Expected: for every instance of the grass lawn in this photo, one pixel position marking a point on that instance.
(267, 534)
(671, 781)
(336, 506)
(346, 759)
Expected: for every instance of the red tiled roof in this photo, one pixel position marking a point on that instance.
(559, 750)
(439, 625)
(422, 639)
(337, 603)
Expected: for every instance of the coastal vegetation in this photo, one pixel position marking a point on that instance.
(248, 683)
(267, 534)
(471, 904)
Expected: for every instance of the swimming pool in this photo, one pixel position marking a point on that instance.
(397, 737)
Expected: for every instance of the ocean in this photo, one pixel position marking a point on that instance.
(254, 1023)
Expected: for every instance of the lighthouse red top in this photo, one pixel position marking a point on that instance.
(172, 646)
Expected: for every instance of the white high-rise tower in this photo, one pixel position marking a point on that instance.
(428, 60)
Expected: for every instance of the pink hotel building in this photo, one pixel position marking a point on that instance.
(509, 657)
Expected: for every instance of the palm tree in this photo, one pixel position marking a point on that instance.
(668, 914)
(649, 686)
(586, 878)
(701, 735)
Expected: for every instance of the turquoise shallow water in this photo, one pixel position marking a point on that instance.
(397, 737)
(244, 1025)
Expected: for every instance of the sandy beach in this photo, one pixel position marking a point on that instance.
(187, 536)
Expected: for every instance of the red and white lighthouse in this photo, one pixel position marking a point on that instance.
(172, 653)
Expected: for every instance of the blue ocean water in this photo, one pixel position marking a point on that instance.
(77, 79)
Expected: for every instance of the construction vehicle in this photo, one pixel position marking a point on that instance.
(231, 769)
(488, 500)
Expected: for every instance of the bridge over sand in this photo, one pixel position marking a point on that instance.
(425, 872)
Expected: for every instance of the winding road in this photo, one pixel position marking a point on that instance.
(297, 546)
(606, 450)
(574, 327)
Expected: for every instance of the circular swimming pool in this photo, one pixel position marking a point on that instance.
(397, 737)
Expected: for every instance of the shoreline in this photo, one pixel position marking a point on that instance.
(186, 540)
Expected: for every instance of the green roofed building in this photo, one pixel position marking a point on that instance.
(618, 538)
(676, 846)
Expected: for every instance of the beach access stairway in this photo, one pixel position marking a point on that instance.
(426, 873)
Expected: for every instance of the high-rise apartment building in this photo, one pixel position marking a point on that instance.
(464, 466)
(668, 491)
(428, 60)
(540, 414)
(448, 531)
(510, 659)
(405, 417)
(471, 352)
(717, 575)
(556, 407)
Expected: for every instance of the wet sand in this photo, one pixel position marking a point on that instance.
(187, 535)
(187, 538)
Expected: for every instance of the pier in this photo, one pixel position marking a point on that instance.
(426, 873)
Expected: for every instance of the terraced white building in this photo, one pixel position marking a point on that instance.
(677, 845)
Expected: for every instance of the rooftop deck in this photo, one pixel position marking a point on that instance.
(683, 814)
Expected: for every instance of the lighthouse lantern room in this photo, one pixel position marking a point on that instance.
...
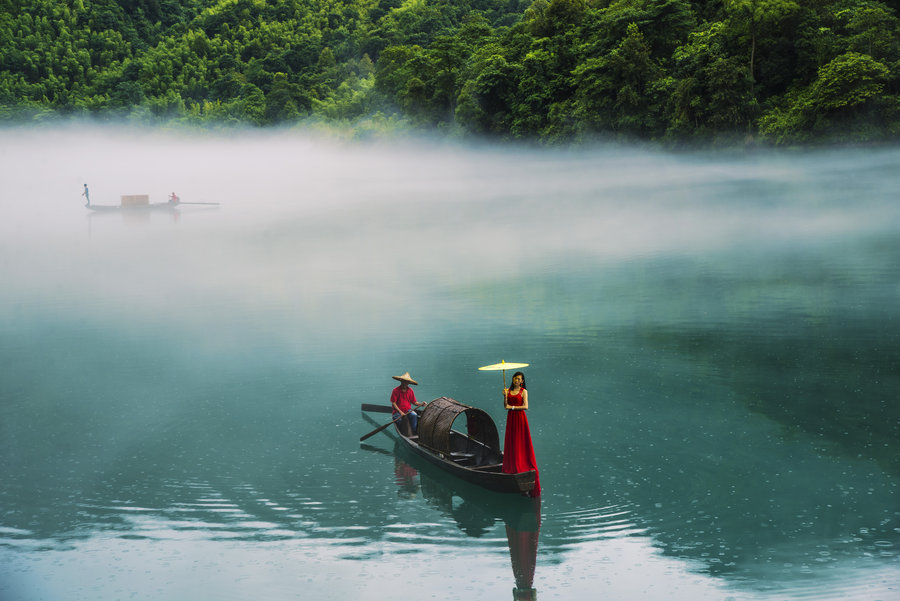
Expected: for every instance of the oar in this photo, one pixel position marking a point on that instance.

**What is being asked**
Beginning with the line containing "Expected: for every instance of the shoreline" and ending with the line containing "Expected: for every instance of the lighthouse lantern", extract those lines exactly from the listing above, and only those.

**Answer box**
Expected: for every instance of the shoreline in this photo, one pixel position marking a point on that instance.
(186, 540)
Expected: for every instance of the green roofed building in this photo, one pixel position marking a point on that instance.
(618, 538)
(676, 846)
Expected: for every instance of the beach access stairway in this photo, one pixel position marking a point on that instance.
(426, 873)
Expected: for every instance of the high-rise apartment building in this photo, one pixel position marking a point on that instance.
(464, 466)
(668, 491)
(428, 60)
(540, 414)
(448, 531)
(510, 659)
(405, 417)
(471, 352)
(717, 575)
(556, 407)
Expected: for every instance of the wet sand in this photo, one pixel position marking a point on that instance.
(187, 535)
(187, 538)
Expected: for every instance of the pier in this photo, one pixel position marking a point on that instance.
(426, 873)
Expected: for every instance of the terraced white building in this photo, one pixel position marking a point on that instance.
(677, 845)
Expected: for every instance of the rooftop deck in this photo, one pixel position marking a point on that instance.
(683, 814)
Expected: for every instance of the lighthouse lantern room in this photo, one pixel position marking a point on that instance.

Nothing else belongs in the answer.